__SUPPLIED ENTRIES__:
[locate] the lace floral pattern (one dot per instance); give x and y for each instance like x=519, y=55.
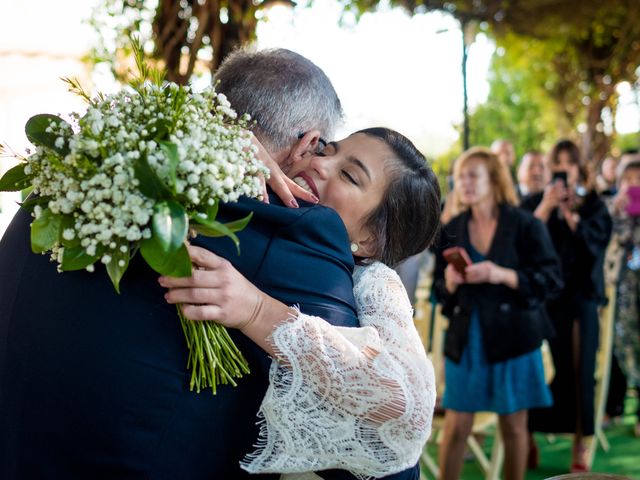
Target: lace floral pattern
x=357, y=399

--

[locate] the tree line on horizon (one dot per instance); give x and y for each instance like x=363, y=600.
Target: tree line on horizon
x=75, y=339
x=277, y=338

* * *

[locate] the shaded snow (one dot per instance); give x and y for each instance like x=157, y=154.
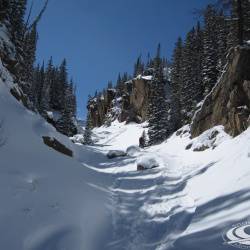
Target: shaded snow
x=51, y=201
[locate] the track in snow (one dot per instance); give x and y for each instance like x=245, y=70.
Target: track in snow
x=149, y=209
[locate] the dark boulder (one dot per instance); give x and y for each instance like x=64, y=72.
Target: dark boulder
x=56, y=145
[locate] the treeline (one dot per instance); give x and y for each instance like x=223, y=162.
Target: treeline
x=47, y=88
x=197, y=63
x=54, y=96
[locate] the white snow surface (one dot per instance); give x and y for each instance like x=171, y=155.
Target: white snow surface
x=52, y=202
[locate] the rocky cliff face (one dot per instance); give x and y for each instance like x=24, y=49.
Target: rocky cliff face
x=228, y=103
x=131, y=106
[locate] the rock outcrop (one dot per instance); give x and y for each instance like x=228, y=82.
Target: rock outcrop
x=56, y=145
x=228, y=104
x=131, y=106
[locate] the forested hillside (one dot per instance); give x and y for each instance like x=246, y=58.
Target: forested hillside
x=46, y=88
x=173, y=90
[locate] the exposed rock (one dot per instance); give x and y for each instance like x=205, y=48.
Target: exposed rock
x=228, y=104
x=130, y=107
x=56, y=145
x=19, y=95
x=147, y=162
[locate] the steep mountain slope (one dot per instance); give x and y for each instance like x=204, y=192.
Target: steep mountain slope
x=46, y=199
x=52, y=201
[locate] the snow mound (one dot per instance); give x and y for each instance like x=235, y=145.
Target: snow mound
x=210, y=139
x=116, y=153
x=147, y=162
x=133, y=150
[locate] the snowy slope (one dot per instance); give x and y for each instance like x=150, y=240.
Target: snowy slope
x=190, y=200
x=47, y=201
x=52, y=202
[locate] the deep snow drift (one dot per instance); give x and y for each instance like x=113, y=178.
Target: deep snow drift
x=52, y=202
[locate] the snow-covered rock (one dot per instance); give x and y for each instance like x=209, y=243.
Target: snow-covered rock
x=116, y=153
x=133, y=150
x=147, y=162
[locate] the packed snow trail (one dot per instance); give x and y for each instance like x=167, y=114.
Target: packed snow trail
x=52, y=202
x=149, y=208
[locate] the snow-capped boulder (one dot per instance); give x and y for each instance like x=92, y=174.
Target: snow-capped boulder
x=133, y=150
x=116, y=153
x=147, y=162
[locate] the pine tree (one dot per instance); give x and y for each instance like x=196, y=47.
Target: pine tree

__DIRECTIONS__: Express the rows as a JSON list of strings, one string per line with blank lines omitted, starting at the line that contains "[locate] the exposed" and stopping after the line that contains "x=52, y=201".

__TASK RESULT__:
[
  "[locate] the exposed rock (one dot per instance); give x and y for each instance like x=205, y=48.",
  "Target: exposed rock",
  "x=228, y=104",
  "x=130, y=107",
  "x=56, y=145",
  "x=19, y=95",
  "x=147, y=162",
  "[locate] the steep mountain slope (one dot per instance); give x and y for each instance like x=204, y=192.",
  "Target: steep mountain slope",
  "x=46, y=199",
  "x=52, y=201"
]